**Problem requirements**
Repeat every line of the listing below exactly, minus the pictures.

**Dataset extract**
•••••

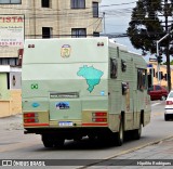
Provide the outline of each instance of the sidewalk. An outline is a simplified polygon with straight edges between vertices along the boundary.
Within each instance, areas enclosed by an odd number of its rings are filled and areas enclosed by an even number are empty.
[[[0,130],[23,130],[22,114],[0,118]]]
[[[123,146],[123,145],[122,145]],[[173,138],[148,145],[132,153],[127,153],[88,169],[172,169],[173,168]]]

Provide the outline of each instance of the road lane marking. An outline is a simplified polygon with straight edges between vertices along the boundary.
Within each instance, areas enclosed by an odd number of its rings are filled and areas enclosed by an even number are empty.
[[[138,150],[142,150],[142,148],[144,148],[144,147],[146,147],[146,146],[151,146],[151,145],[155,145],[155,144],[159,144],[160,142],[165,141],[165,140],[169,140],[169,139],[171,139],[171,138],[173,138],[173,135],[169,135],[169,136],[159,139],[159,140],[157,140],[157,141],[152,141],[152,142],[146,143],[146,144],[144,144],[144,145],[139,145],[139,146],[137,146],[137,147],[133,147],[133,148],[123,151],[123,152],[121,152],[121,153],[111,155],[111,156],[106,157],[106,158],[104,158],[104,159],[99,159],[98,161],[95,161],[95,162],[93,162],[93,164],[89,164],[89,165],[86,165],[86,166],[78,167],[78,168],[76,168],[76,169],[85,169],[85,168],[92,167],[92,166],[94,166],[94,165],[104,162],[104,161],[106,161],[106,160],[114,159],[114,158],[116,158],[116,157],[118,157],[118,156],[121,156],[121,155],[124,155],[124,154],[129,154],[129,153],[133,153],[133,152],[138,151]],[[122,146],[123,146],[123,145],[122,145]]]
[[[30,146],[37,145],[39,143],[40,143],[40,141],[37,140],[35,142],[21,142],[21,143],[5,145],[2,147],[0,146],[0,153],[16,151],[16,150],[25,148],[25,147],[30,147]]]
[[[161,104],[161,103],[154,103],[151,106],[156,106],[156,105],[158,105],[158,104]]]

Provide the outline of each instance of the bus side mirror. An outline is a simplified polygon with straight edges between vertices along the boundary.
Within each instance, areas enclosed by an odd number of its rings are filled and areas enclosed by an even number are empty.
[[[125,95],[128,93],[128,83],[127,82],[122,82],[122,95]]]

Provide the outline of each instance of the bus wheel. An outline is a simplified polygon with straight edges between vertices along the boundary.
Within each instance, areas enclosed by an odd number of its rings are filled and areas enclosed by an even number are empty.
[[[53,141],[46,138],[45,135],[42,135],[42,143],[44,147],[53,147]]]
[[[62,147],[64,145],[65,139],[58,139],[54,141],[55,147]]]
[[[124,131],[123,131],[123,122],[120,122],[120,127],[119,127],[119,132],[116,133],[116,143],[118,146],[121,146],[123,143],[123,136],[124,136]]]
[[[134,140],[139,140],[142,135],[142,122],[139,122],[139,128],[133,130],[133,138]]]

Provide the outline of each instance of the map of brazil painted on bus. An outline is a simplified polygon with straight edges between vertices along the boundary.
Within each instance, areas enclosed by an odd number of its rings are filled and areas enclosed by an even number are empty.
[[[88,91],[90,93],[94,90],[94,87],[101,82],[101,77],[104,75],[104,73],[99,69],[94,68],[93,66],[86,66],[79,68],[79,72],[77,73],[78,76],[82,76],[86,83],[89,84]]]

•••••

**Complete answer**
Provide the outline of each instance of the sidewalk. An outline is a simplified polygon with straight edges between vertices along the boundary.
Within each instance, areas enclosed by an odd number of its rings are filled and areas enclosed by an even number are empty.
[[[0,130],[23,130],[22,114],[0,118]]]
[[[123,146],[123,145],[122,145]],[[173,138],[148,145],[132,153],[127,153],[88,169],[172,169],[173,168]]]

Provide the outline of each instance of the road lane marking. An outline is a simplified polygon with straight edges between vertices along the boundary.
Within each instance, areas enclosed by an odd number of its rings are filled and areas enclosed by an even number are empty.
[[[138,150],[142,150],[142,148],[144,148],[144,147],[146,147],[146,146],[151,146],[151,145],[155,145],[155,144],[159,144],[160,142],[165,141],[165,140],[169,140],[169,139],[171,139],[171,138],[173,138],[173,135],[169,135],[169,136],[159,139],[159,140],[157,140],[157,141],[152,141],[152,142],[146,143],[146,144],[144,144],[144,145],[139,145],[139,146],[137,146],[137,147],[133,147],[133,148],[123,151],[123,152],[121,152],[121,153],[111,155],[111,156],[106,157],[106,158],[104,158],[104,159],[99,159],[98,161],[95,161],[95,162],[93,162],[93,164],[89,164],[89,165],[86,165],[86,166],[78,167],[78,168],[76,168],[76,169],[85,169],[85,168],[92,167],[92,166],[94,166],[94,165],[104,162],[104,161],[106,161],[106,160],[114,159],[114,158],[116,158],[116,157],[118,157],[118,156],[121,156],[121,155],[124,155],[124,154],[129,154],[129,153],[133,153],[133,152],[138,151]],[[122,146],[123,146],[123,145],[122,145]]]
[[[30,146],[37,145],[39,143],[40,143],[40,141],[37,140],[35,142],[21,142],[21,143],[5,145],[2,147],[0,146],[0,153],[16,151],[16,150],[25,148],[25,147],[30,147]]]
[[[161,104],[161,103],[154,103],[151,106],[156,106],[156,105],[158,105],[158,104]]]

Provide the outline of each instance of the bus side mirror. An outline is a simplified polygon with straight edges between vertices along the boundary.
Within each instance, areas enclosed by an odd number of its rings are filled and areas enclosed by an even number are empty.
[[[125,95],[128,93],[128,83],[127,82],[122,82],[122,95]]]

Provide the outline of each instance of the bus wheel. An outline is a simplified polygon with straight edges between vertices along the boundary.
Within each instance, areas enclosed by an odd number of its rings are filled and areas enclosed by an even number are empty.
[[[53,141],[46,138],[45,135],[42,135],[42,143],[44,147],[53,147]]]
[[[62,147],[64,145],[65,139],[58,139],[54,141],[55,147]]]
[[[124,131],[123,131],[123,122],[120,122],[120,127],[119,127],[119,132],[116,133],[116,143],[118,146],[121,146],[123,143],[123,136],[124,136]]]
[[[134,140],[139,140],[142,135],[142,122],[139,122],[139,128],[133,130],[133,138]]]

Provide the outline of each instance of the map of brazil painted on bus. An outline is a simplified polygon with straight edges between vertices along the boundary.
Within each instance, areas enclosed by an odd number of its rings are filled and areas enclosed by an even number are empty.
[[[88,91],[90,93],[94,90],[94,87],[101,82],[101,77],[104,75],[104,73],[99,69],[94,68],[93,66],[86,66],[79,68],[79,72],[77,73],[78,76],[82,76],[86,83],[89,84]]]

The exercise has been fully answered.